# Start of Excerpted data
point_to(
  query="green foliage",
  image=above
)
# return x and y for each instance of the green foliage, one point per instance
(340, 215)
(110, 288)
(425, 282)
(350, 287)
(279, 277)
# End of Excerpted data
■ Task requirements: Can you copy the records above word for word, every line included?

■ Result for this exercise:
point_to(
  query="green foliage",
  image=above
)
# return x and y for each instance of the green foliage, one point per instance
(340, 215)
(110, 288)
(425, 282)
(350, 287)
(279, 277)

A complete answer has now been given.